• [SUPPLIED TEXT]:
⁂

# NSW 23/11 Lane Cove river



## prowler (Oct 29, 2009)

I got the river at about 3pm and headed into the national park and parked next to the boat shed. I'd never fished the river before so i wasn't sure what to expect.
It was nice to get out of that bloody wind though :twisted:








I started with one of my new scum dogs but ended up changing to my favourite sx40 after getting no hits. As soon as i changed the fish started to bite 








The fish were quite small but they are agro little things, not many missed strikes, they hit the little lure so hard!
I got a few slightly bigger models too.








27cm was my best for the day( and my personal best ever  )
















I had heaps of fun catching these little fish, and i cant wait to get back there and park outside the park so I can fish until after dark
( the national park gates are closed at 7pm  ) And i did have to fish my lure out of the trees a few times  unless i cast right in under them the fish weren't interested.
This is definatley my new favourite after work option, especially as it isn't too badly effected by the wind   
Cheers,
Sam.


----------



## paulsod (Dec 28, 2008)

I had heaps of fun catching these little fish.

That sums up all you need to have when you kayak fish.
Well done, Sam

Paul


----------



## COATSEY1 (Jan 31, 2010)

Look like a beautiful spot mate,
well done sammy
coatsey :twisted: :twisted: :twisted:


----------



## Clarkos (Oct 11, 2006)

Nice work Sam. It's a Good sign catching little ones. Means the ladder is working and they are breeding well. For a few years I've only caught the larger versions, and was a bit worried the ladder might not have been working.

How far up the river did you get?


----------



## prowler (Oct 29, 2009)

Yep I'd say they must be breeding well, there were stacks of small ones about. I'm not sure how far up the river I got, about 1 1/2 hours each way from the boat shed, but that's casting all the way so it was slow going. Id say only a km or 2. 
The water was quite dark still, I wouldn't say black but visibility was only a few feet at best. It does look like quite a healthy system. I saw loads if water dragons, a few of them made me jump, they don't move when laying in the sun until you are right on top of them, and they are hard to spot when your focused on what's under the water  
I did also see some massive carp, a few followed the lure up but I saw one just finning in the sun that would have been a meter easy. I'll be taking the flyrod next time, it would have to be fun tangling with a carp that big!!  
I can't wait to get back there. Today or tomorrow I'd say 8) 
Cheers,
Sam.


----------



## sarod420 (Sep 25, 2009)

⁂

Entries on locating named things
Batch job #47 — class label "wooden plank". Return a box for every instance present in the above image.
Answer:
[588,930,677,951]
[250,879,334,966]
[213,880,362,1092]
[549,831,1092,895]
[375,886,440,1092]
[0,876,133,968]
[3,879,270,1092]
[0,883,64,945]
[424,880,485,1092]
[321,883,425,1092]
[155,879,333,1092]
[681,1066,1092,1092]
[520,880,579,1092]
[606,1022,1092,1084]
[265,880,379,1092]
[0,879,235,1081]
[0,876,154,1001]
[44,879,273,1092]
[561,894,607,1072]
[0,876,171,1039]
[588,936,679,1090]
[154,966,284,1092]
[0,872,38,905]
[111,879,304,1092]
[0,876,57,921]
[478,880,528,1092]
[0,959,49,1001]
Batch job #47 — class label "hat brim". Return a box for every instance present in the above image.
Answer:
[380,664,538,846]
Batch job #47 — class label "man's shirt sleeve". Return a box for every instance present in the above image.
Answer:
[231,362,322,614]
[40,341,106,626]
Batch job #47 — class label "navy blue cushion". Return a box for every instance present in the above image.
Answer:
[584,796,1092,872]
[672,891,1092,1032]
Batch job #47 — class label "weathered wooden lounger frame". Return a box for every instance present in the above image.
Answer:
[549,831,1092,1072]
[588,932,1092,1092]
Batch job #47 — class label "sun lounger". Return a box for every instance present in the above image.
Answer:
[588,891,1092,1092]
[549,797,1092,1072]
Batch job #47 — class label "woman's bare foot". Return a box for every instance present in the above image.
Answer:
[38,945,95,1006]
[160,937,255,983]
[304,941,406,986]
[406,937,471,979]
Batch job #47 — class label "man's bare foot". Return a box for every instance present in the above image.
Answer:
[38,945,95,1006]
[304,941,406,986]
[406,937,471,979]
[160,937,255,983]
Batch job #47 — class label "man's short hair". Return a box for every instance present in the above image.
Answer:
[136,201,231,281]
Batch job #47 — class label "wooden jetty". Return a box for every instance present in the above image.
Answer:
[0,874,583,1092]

⁂

• [PROBLEMS]:
• a. Answer these from the Lane Cove river thread:
(i) Which lure did Sam change to after getting no hits?
(ii) At what time are the national park gates closed?
(iii) What does Sam say he will take next time?
• b. In the Lane Cove river thread, rewrite the paragraph beginning "Yep I'd say they must be breeding well" as a short list, keeping its main facts.
• c. Do these statements agree with the Lane Cove river thread? Answer yes or no for each, quoting the deciding words.
(i) Sam had fished the river before this trip.
(ii) The fish were only interested when the lure was cast right in under the trees.
(iii) The carp finning in the sun looked to be about half a meter long.

• [EXERCISE RESULTS]:
• a.
(i) His favourite sx40.
(ii) 7pm.
(iii) The flyrod.

• b.
- There were stacks of small fish about, so they must be breeding well.
- Sam isn't sure how far up the river he got.
- He spent about 1 1/2 hours each way from the boat shed.
- He was casting all the way, so it was slow going.
- He estimates he covered only a km or 2.

• c.
(i) No: "I'd never fished the river before"
(ii) Yes: "unless i cast right in under them the fish weren't interested."
(iii) No: "would have been a meter easy"